## SOURCE EXTRACT
================================

Call Secretary Salazar at
202/208-3100 during business hours.
Send an e-mail letter (see a sample
letter below) to [log in to unmask]
. Or send a printed letter to
The Honorable Ken Salazar,
Secretary
U.S. Department of the Interior
1849 C Street,
N.W.
Washington, D.C. 20240
Sample
letter
Your Name and address
The Honorable Ken Salazar, Secretary
U.S.
Department of the Interior
1849 C Street, N.W.
Washington, D.C,
20240
Date
Dear Secretary Salazar:
I am
writing to ask that you restore the Endangered Species Act, as amended, to its
full strength before May 11 to protect America’s rarest plant and animal
species.
In December 2008, the Bush Administration authorized a
rule change which altered the Endangered Species Act regulations to eliminate
the requirement that Federal agencies must consult with the federal government’s
two most scientifically qualified agencies – the U.S. Fish and Wildlife Service
and the National Marine Fisheries Service - about the potential impact their
activity may have on federally-listed Threatened and Endangered (T&E)
Species.
Further, a rule was passed in January which limited
protection given to Polar Bears under the Endangered Species Act to less than
the level offered by its 'Threatened' status, including permitting drilling
offshore in the bear’s fragile Arctic environment.
Earlier this
year, President Obama called a halt to the immediate enactment of the Endangered
Species Act changes and charged your agency to assess these issues.
Congress gave you until May 11 to drop the new regulations and to restore the
Endangered Species Act to full strength.
I urge you to do the RIGHT
thing and restore the Endangered Species Act to its full powers and to repeal
the rule that denies Polar Bear full Threatened species
protections.
Yours sincerely,
Your
Name
Background Information on the Endangered Species
Act: 2009 and Beyond
2008: The Bush Extinction
Plan
In December, the Bush Administration altered the Endangered
Species Act through regulatory changes made by U.S. Department of the Interior
(DOI) that strip protections for America’s rarest and most imperiled animals,
fish and plants.
DOI received more than 250,000 comments opposing
the rule changes.

================================

## TASK PROMPT
Answer these questions from the Endangered Species Act page:
1. What phone number is given for calling Secretary Salazar?
2. By what date did Congress give the Secretary to drop the new regulations?
3. How many comments opposing the rule changes did DOI receive?

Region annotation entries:
================================

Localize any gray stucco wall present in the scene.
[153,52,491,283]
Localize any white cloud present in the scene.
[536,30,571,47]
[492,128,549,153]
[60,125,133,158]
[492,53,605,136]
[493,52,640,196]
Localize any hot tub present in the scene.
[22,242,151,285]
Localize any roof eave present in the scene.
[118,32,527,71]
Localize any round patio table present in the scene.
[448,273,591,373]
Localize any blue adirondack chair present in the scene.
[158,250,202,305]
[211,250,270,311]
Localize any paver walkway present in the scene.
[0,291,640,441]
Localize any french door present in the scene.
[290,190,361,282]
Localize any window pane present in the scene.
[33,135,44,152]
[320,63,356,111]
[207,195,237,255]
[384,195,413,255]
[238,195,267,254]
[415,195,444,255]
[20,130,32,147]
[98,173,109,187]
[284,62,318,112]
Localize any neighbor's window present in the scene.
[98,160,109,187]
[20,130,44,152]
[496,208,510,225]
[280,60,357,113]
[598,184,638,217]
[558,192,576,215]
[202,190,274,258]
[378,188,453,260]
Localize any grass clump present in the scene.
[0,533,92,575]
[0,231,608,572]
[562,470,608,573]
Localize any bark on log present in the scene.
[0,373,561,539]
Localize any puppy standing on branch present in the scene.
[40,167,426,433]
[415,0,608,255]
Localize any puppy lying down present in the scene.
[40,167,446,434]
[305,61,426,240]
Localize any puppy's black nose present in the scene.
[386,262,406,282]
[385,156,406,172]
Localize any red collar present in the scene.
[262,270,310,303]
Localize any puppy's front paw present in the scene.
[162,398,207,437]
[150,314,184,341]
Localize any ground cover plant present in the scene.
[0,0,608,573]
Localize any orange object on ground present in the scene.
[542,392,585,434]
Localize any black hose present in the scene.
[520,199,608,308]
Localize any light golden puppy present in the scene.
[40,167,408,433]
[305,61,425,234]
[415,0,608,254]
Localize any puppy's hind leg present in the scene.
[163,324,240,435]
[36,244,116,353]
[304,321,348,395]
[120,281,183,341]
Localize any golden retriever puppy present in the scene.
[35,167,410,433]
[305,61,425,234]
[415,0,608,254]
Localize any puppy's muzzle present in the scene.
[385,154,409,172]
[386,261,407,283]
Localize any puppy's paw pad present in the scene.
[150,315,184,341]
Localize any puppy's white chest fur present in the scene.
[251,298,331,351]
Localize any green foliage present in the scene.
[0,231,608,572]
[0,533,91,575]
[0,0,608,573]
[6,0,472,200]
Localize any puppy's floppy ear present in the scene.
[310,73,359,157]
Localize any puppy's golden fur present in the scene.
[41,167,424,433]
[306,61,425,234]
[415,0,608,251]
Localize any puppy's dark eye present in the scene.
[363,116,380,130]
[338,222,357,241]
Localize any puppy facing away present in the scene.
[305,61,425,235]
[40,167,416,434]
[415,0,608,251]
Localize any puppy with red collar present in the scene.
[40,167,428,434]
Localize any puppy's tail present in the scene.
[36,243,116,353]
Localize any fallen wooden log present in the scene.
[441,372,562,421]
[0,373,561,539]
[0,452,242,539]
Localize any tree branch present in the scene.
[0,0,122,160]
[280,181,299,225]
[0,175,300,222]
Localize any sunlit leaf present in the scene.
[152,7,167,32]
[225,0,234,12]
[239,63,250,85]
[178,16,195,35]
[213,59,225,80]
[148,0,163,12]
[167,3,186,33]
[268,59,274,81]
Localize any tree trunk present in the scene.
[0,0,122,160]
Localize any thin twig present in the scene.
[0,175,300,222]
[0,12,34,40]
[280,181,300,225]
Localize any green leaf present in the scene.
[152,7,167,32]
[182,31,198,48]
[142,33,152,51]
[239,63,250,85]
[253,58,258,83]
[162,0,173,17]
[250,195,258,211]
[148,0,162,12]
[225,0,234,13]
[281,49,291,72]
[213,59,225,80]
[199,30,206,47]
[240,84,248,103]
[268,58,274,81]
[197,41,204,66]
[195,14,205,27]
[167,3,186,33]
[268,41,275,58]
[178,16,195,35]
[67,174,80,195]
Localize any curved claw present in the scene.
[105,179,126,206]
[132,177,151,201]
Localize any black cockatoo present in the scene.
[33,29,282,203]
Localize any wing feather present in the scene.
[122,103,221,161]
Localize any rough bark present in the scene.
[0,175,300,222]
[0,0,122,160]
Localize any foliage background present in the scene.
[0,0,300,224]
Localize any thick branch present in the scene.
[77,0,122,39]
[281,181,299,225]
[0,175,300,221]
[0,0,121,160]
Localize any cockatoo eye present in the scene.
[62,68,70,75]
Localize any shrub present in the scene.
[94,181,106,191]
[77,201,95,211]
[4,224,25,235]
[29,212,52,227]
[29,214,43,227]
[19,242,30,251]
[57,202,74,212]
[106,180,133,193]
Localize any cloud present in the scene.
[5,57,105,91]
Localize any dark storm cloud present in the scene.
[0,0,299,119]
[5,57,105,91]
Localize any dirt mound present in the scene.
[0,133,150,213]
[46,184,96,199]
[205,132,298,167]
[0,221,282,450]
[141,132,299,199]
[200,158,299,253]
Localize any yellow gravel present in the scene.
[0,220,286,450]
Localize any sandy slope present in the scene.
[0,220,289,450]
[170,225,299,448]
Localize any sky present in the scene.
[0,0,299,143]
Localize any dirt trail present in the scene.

================================

## EXPECTED ANSWER
1. 202/208-3100
2. May 11
3. More than 250,000